_Exercise prompt_.
Transcribe every line, keeping it exact.
▼
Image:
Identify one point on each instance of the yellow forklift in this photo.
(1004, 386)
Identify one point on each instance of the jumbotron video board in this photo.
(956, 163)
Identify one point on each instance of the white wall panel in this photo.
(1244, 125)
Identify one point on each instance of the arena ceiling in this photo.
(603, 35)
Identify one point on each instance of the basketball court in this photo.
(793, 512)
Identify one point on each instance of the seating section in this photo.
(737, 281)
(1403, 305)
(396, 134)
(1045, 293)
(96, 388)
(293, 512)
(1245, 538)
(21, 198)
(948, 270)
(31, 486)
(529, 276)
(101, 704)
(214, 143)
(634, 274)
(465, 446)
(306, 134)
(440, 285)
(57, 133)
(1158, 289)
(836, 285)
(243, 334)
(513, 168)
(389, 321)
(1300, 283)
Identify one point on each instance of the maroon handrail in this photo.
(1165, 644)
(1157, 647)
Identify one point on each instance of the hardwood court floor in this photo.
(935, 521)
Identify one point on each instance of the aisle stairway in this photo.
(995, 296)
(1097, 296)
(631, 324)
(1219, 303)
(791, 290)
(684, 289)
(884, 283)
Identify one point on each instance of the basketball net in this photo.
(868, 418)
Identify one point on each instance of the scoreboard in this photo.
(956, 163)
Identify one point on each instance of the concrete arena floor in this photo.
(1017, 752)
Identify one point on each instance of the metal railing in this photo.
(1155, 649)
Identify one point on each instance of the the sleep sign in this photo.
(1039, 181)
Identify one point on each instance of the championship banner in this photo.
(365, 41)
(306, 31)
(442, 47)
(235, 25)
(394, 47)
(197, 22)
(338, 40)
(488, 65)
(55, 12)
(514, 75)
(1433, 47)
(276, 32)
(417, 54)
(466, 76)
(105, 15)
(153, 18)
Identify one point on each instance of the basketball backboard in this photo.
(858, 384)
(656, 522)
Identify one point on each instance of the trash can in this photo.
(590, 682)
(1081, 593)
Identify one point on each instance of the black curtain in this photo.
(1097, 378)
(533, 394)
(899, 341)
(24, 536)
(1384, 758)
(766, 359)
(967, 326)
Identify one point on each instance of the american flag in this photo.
▲
_Expected output_.
Image:
Identify one point on each instance of the yellow forklift in this photo.
(1004, 386)
Identify one point on each instance of the jumbotron video board in this photo.
(956, 163)
Identify one point on each instance of the white wall panel in this photo.
(1244, 125)
Identify one point on each instance of the arena ceiling in this photo.
(603, 35)
Identify one point on each instance of the basketball court in this photo.
(793, 512)
Identify one point on each instance of the seating section in this photo.
(737, 281)
(1403, 305)
(396, 134)
(1045, 293)
(96, 388)
(293, 512)
(1245, 538)
(21, 198)
(948, 270)
(31, 486)
(529, 276)
(101, 704)
(214, 143)
(634, 274)
(465, 446)
(306, 134)
(440, 285)
(57, 133)
(1158, 289)
(836, 285)
(243, 334)
(513, 168)
(389, 321)
(1300, 283)
Identify one point on each instance of the maroon handrail in this photo.
(1165, 644)
(1157, 647)
Identify one point on each instance of the hardwood court floor in this photo.
(935, 521)
Identify one point on each instance of the aisle stairway in this photo.
(995, 296)
(1097, 296)
(631, 324)
(1219, 303)
(791, 290)
(684, 289)
(884, 283)
Identify one point on each instance of the basketball net in this photo.
(868, 418)
Identify one point on each instance of the scoreboard in this photo.
(956, 163)
Identify one point on each instance of the concrete arena floor in this photo.
(1017, 752)
Identify one point on each instance of the metal railing in this photo.
(1155, 649)
Identify one point on each instance of the the sleep sign in this photo.
(1039, 181)
Identify one point on each instance of the championship banner in this photo.
(365, 41)
(306, 31)
(442, 47)
(235, 25)
(394, 47)
(197, 22)
(338, 40)
(488, 65)
(55, 12)
(514, 75)
(1433, 47)
(276, 32)
(417, 54)
(466, 76)
(105, 15)
(153, 18)
Identify one point on each instance of the basketball backboard in this photo.
(858, 384)
(656, 522)
Identify one point on each instance of the trash can in this photo.
(590, 682)
(1081, 593)
Identify one point on each instance of the black curtain in this photo.
(1097, 378)
(533, 394)
(899, 341)
(24, 536)
(1384, 758)
(766, 359)
(967, 326)
Identify one point on each instance of the american flag in this photo.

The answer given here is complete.